Images for object localization
------------------------------------------------------------------------
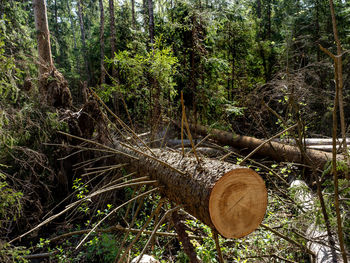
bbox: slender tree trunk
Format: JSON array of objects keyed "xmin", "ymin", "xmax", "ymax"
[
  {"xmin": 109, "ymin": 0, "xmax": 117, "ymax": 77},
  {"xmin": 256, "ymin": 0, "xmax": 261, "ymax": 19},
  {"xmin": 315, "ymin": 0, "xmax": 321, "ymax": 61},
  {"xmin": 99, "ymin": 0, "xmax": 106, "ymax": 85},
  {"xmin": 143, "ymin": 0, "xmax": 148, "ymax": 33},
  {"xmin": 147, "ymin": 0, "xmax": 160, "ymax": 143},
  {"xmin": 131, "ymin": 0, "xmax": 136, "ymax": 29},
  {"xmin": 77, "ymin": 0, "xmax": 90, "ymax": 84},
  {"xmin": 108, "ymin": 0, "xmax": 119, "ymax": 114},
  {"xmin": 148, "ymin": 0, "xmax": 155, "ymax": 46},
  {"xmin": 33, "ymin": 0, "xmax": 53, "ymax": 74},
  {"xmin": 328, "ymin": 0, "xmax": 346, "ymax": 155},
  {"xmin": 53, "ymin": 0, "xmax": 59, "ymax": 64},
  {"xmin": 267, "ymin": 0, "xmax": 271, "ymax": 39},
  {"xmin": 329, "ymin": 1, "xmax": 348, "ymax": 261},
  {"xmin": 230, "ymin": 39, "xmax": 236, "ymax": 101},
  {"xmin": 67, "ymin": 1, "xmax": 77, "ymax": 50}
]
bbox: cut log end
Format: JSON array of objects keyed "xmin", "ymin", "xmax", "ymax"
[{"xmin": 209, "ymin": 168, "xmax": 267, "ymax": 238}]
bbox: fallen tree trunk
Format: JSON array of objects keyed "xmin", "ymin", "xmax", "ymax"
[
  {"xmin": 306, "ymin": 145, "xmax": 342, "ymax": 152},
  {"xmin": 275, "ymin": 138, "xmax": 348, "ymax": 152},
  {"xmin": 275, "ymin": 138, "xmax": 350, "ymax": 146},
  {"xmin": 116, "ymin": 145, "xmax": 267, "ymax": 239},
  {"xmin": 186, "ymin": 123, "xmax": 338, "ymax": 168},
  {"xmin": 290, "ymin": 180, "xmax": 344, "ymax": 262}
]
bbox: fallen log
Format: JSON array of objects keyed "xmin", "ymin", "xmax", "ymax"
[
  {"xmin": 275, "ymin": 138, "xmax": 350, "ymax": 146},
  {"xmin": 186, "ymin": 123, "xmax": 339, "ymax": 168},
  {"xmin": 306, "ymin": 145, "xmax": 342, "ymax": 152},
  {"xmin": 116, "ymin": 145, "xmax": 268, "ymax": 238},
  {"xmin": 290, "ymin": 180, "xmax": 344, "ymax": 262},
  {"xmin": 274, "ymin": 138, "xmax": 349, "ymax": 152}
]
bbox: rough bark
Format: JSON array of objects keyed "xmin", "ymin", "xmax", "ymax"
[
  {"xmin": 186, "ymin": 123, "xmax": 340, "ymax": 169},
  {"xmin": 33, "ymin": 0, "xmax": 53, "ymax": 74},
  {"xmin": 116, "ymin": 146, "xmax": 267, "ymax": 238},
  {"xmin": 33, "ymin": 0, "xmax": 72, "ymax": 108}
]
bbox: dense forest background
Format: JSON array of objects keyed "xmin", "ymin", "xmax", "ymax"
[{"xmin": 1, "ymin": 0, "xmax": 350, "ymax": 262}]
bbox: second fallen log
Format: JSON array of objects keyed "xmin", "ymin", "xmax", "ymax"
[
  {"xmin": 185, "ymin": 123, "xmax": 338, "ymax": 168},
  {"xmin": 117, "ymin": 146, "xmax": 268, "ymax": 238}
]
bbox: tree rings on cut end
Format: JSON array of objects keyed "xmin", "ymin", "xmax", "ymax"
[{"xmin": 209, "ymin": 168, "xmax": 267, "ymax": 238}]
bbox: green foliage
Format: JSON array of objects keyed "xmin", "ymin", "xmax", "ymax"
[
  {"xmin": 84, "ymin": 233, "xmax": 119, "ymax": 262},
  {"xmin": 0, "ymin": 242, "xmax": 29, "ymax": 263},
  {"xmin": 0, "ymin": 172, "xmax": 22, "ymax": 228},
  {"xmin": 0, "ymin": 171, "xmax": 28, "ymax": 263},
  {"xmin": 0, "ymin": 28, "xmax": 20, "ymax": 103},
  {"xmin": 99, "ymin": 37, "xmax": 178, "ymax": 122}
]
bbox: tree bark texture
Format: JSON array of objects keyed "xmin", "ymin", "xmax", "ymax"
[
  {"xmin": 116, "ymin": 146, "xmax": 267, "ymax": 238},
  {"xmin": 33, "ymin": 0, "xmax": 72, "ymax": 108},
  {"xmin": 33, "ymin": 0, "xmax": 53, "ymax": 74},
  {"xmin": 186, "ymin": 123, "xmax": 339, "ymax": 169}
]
------------------------------------------------------------------------
What is expected: Show every line of the records above that contains the word "trunk".

Your response:
bbox: slender tree trunk
bbox: fallen tree trunk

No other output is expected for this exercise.